**DIRECTION:**
From the material below, pull out each line that contains the string "surface". Matching is case-sensitive.

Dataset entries
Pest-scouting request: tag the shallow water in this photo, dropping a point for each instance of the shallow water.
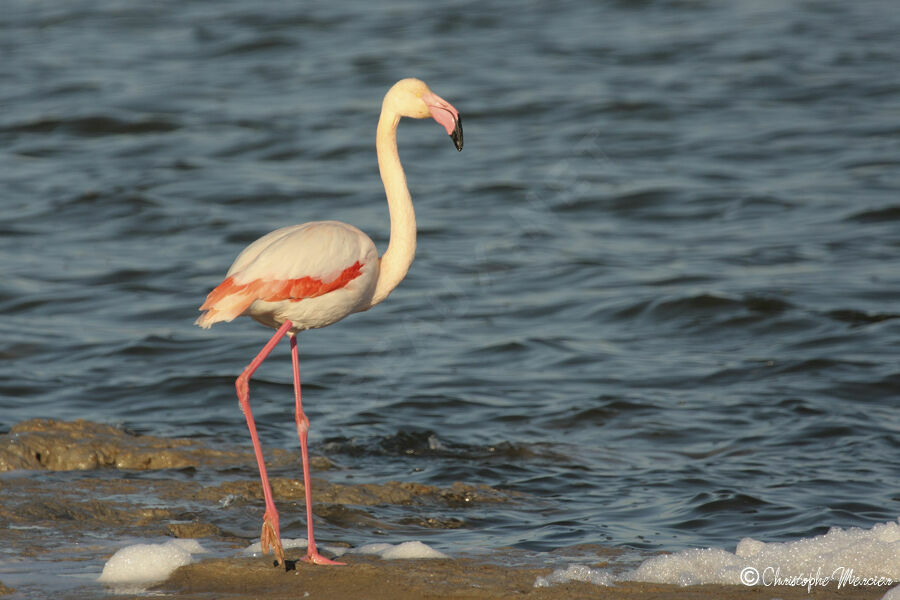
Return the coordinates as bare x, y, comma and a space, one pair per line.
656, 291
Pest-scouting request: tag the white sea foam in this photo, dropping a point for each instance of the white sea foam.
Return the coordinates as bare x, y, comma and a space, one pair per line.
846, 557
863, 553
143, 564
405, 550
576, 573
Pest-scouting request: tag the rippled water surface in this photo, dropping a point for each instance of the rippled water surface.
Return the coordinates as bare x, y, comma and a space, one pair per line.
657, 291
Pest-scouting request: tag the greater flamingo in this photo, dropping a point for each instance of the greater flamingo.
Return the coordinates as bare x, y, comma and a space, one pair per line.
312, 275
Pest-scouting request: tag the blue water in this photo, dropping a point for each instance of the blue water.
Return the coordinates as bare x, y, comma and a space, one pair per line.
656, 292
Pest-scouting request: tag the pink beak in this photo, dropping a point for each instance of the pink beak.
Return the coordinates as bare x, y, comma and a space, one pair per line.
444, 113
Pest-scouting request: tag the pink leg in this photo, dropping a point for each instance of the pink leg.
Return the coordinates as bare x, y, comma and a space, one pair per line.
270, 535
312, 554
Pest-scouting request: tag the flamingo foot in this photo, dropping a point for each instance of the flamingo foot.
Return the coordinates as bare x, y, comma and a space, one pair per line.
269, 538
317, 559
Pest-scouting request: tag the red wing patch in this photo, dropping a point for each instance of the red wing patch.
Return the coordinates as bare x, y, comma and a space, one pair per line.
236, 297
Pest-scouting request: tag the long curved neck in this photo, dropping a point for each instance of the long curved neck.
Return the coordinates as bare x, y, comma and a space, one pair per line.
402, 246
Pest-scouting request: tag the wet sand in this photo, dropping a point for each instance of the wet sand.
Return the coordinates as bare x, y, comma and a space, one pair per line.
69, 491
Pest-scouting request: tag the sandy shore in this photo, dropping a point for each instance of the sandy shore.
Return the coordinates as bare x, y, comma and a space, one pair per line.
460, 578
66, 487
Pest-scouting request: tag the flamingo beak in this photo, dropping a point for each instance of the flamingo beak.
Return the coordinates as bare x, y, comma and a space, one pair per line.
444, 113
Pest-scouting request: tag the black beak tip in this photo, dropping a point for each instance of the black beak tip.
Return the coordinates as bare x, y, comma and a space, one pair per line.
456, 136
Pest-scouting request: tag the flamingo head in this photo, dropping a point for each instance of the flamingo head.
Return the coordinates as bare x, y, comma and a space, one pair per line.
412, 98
...
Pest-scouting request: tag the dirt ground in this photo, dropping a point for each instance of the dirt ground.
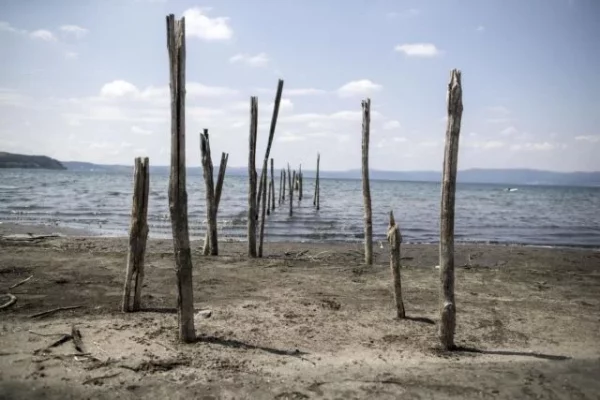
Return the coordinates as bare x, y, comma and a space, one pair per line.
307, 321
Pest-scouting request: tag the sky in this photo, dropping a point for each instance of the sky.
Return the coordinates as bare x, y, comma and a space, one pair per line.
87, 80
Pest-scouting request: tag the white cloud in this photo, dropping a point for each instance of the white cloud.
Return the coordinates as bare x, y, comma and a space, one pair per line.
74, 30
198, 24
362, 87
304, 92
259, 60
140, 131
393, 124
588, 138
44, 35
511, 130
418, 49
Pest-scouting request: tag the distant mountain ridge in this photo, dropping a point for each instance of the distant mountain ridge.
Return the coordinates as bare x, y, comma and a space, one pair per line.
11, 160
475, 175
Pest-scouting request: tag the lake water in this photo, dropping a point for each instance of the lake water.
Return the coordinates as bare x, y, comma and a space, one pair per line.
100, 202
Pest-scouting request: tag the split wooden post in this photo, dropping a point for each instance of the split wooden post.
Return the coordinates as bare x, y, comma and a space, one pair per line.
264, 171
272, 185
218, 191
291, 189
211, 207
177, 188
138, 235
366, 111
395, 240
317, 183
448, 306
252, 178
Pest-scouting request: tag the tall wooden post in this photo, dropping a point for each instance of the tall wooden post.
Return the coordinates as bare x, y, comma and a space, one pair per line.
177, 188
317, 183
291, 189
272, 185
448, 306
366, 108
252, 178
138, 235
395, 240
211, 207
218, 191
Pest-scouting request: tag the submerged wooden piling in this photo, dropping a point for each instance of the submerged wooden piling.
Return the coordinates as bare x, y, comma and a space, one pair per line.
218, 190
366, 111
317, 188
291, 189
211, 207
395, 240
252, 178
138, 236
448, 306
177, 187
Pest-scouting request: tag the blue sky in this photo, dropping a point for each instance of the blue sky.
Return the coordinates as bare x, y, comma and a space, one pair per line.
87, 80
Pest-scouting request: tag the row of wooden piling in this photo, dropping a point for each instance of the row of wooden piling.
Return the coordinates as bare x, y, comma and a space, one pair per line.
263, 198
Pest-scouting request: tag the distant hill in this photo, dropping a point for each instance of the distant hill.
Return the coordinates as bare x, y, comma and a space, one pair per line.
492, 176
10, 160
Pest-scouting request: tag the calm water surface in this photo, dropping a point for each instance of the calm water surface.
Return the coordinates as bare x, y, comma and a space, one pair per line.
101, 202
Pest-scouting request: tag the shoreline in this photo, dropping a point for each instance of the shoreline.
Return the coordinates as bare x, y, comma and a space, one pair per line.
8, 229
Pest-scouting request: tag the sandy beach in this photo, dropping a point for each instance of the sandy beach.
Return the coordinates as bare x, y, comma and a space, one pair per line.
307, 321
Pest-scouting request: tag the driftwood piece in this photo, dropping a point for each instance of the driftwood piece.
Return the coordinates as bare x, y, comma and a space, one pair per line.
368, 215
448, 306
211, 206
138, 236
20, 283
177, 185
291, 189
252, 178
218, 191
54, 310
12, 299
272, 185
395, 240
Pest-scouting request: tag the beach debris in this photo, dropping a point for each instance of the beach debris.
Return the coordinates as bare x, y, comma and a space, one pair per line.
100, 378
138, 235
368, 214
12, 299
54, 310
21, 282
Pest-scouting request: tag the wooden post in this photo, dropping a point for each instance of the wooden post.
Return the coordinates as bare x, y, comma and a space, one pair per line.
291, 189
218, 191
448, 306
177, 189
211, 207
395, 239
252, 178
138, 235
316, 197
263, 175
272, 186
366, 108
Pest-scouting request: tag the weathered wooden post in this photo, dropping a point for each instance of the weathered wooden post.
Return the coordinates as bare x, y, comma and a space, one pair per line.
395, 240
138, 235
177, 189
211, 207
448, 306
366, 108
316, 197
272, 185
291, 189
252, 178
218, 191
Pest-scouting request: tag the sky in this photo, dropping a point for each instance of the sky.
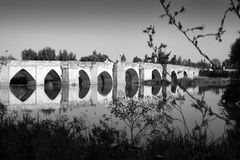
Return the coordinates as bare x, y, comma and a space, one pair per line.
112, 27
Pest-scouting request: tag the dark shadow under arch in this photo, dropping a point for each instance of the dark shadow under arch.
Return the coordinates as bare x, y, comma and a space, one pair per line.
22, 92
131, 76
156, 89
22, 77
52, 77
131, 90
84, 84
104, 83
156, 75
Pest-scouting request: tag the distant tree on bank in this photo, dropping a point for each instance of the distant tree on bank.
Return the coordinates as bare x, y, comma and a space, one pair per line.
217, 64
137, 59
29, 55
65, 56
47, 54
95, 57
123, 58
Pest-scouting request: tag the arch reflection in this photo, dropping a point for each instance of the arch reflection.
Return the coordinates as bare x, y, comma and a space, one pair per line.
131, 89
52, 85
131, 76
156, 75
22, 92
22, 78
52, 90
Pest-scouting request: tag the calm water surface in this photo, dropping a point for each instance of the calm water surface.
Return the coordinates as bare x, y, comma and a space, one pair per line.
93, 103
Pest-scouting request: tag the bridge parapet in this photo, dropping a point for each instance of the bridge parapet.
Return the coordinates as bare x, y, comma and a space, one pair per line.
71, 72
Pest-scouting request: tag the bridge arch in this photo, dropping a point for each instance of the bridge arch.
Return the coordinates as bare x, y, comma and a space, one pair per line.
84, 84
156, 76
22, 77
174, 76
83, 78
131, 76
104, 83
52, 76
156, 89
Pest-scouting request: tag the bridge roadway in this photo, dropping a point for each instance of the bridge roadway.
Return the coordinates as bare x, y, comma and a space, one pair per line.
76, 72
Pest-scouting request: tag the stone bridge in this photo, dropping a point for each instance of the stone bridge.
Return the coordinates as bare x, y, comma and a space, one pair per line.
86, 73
---
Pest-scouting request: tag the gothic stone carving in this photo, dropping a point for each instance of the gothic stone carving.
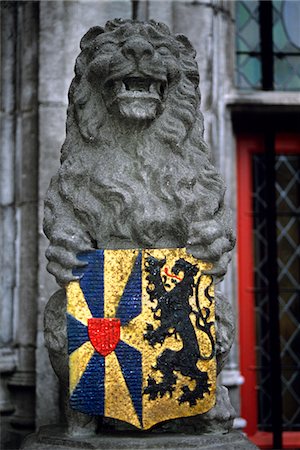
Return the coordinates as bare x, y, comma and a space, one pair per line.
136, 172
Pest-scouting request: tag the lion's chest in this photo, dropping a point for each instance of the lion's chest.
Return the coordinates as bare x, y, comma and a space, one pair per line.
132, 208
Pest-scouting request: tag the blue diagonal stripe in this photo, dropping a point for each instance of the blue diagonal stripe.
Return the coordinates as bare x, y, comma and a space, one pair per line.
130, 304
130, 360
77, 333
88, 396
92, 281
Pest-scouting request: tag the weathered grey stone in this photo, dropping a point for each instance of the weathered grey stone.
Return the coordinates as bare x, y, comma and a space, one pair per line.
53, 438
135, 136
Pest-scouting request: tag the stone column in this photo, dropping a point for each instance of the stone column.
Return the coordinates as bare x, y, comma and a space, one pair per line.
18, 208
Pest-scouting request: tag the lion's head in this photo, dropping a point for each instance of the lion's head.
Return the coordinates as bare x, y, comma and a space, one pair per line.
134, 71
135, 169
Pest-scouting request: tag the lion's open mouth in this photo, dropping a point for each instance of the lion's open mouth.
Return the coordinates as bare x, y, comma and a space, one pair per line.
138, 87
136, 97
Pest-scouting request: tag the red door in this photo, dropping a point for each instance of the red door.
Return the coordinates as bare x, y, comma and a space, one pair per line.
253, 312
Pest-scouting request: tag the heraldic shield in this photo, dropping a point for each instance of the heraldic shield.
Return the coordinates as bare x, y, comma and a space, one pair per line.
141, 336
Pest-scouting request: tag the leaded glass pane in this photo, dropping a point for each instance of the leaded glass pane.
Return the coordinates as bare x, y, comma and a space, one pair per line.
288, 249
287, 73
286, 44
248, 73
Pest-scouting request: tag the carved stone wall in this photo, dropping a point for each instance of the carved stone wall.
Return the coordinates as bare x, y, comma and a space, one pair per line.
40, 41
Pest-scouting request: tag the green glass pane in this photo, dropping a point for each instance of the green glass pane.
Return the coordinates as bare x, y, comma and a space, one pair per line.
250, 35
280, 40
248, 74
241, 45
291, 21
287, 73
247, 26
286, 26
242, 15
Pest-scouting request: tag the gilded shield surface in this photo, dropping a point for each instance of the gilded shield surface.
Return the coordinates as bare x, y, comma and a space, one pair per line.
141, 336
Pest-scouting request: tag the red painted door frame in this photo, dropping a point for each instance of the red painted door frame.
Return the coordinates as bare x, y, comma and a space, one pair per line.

**OUTPUT BELOW:**
Pest-scouting request: tag the rippled water surface in this photo, dropping a point for each instance of the rippled water surface.
Pest-scouting request: tag the calm water surface in this photo, dropping a point for each instance of the calm water surface.
Pest-scouting request: tag the calm water surface in this photo, dropping a point for each instance of the calm water surface.
Pest-scouting request: tag the gilded shield surface in this photo, dropping a point for each instance of the gilded shield surface.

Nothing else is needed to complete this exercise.